= Directive 1 =
Translate this sentence from the passage on Hypatia's death into French: "The Patriarch, Cyril, a theologian who was posthumously canonised by the church, has been accused of complicity in the murder[7], although conclusive evidence of this is lacking."
= Directive 2 =
Pick up the passage on Hypatia's death after its last sentence and keep writing it.

= Text provided =
+-------+

Soldan and Heppe[6] argue that Hypatia may have been the first famous "witch" punished under Christian authority, as was noted by many church-critical authors who argued that Hypatia's death seems to match the punishment for witchcraft prescribed by the Emperor Constantius II, to be "torn off their bones with iron hooks."
However, while some of the Christian invective used to justify or excuse her murder betrays a vulgar reliance on fear of black magic, the essence of Christian objections to her influence will have lain in the turbulent confluence of Christian and Platonic assertions about the nature of God and the afterlife, which achieved its most famous expression fifteen years later in Augustine's The City of God. The Patriarch, Cyril, a theologian who was posthumously canonised by the church, has been accused of complicity in the murder[7], although conclusive evidence of this is lacking.

+-------+

= Raw records =
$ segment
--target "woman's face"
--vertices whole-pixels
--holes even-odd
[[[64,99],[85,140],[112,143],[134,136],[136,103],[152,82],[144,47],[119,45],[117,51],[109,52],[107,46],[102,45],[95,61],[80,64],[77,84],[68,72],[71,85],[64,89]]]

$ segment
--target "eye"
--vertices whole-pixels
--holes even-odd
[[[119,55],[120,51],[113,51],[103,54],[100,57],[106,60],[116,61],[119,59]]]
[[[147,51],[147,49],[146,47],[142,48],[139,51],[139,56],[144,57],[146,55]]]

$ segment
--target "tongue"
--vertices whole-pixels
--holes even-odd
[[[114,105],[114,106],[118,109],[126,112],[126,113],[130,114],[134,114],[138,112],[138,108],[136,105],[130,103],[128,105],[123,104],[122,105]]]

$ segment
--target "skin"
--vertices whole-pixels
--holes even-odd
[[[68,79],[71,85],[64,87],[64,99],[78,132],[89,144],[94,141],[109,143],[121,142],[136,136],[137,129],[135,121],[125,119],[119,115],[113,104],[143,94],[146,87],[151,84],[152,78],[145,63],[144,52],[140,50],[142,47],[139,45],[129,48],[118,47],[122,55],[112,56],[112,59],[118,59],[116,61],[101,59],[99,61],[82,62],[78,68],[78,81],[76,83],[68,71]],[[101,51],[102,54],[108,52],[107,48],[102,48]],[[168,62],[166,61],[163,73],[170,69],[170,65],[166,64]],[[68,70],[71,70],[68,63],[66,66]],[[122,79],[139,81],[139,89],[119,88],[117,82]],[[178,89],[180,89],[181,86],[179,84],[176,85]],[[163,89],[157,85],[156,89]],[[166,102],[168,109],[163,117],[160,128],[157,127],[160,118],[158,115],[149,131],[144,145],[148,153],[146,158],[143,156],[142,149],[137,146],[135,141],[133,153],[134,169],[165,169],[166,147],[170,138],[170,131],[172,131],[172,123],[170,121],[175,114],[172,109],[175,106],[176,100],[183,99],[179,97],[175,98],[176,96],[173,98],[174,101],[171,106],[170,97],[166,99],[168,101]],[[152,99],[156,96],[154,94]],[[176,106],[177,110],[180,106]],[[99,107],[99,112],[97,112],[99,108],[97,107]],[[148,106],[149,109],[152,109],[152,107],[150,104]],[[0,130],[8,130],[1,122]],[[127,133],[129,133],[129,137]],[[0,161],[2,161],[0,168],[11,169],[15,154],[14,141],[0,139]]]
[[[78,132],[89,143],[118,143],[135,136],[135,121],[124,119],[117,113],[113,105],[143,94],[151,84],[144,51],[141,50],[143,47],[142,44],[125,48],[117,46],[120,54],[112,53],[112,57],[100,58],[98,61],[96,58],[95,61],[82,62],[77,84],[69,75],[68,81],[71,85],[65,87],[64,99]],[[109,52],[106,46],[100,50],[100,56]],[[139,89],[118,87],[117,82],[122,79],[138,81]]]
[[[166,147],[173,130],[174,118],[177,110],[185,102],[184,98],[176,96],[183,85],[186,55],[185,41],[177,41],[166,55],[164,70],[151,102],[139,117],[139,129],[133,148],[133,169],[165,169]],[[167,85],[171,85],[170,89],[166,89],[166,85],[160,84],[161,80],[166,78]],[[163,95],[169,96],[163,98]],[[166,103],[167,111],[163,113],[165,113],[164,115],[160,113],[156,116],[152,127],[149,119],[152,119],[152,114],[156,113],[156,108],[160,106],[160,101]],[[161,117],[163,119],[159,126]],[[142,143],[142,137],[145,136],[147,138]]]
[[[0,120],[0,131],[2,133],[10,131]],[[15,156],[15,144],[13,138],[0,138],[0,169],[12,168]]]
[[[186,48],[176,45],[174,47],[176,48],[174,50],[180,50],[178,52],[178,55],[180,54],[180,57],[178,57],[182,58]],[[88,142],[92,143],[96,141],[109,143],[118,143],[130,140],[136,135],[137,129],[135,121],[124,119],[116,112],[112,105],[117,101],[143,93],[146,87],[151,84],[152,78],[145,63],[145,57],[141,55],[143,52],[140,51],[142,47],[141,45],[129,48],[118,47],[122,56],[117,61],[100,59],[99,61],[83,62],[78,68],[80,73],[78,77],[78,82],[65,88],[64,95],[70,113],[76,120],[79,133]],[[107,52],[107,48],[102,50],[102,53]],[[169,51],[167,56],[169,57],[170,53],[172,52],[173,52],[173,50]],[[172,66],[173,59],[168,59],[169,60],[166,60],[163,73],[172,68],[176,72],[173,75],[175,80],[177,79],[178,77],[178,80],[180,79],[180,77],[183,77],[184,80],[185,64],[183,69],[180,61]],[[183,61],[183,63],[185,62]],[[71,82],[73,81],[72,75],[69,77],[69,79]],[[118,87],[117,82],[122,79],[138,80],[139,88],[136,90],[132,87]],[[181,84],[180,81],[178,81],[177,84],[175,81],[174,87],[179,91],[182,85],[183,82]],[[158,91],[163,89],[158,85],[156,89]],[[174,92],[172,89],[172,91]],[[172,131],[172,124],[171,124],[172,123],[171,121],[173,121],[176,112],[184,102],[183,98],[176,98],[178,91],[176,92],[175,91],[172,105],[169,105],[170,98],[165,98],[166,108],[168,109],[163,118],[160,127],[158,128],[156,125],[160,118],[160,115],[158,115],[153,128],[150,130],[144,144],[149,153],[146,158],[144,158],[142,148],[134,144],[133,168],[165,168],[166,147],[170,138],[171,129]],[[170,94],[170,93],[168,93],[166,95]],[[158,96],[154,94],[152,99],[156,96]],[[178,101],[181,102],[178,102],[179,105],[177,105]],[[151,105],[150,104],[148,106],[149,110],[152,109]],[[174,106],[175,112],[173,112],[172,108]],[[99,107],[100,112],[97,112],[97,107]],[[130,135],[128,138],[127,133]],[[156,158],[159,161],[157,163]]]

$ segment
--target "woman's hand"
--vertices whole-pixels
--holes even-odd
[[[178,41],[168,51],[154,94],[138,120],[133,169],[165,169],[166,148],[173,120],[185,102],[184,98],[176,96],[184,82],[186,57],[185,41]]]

+-------+

= Reply 1 =
Le patriarche Cyrille, théologien canonisé à titre posthume par l'Église, a été accusé de complicité dans le meurtre[7], bien que des preuves concluantes fassent défaut.

= Reply 2 =
Some authors have used Hypatia's death as a symbol of the "repression of reasoned paganism by irrational religion". Included among these was the astronomer and science popularizer Carl Sagan, who provided a vivid account of her death and the burning of the Library of Alexandria in his popular science book Cosmos. Earlier writers sharing that view include Voltaire and historian Edward Gibbon. A serious study by the Polish historian Maria Dzielska, Hypatia of Alexandria (1995), explains Hypatia's death as the result of a struggle between two Christian factions, the moderate Orestes—supported by Hypatia—and the more rigid Cyril. This point is alluded to by Smith, who states "She was accused of too much familiarity with Orestes, prefect of Alexandria, and the charge spread among the clergy, who took up the notion that she interrupted the friendship of Orestes with their archbishop, Cyril."
All the above works use ancient writers as their primary sources. Dzielska, alone, makes use of surviving personal letters written by students of the philosopher.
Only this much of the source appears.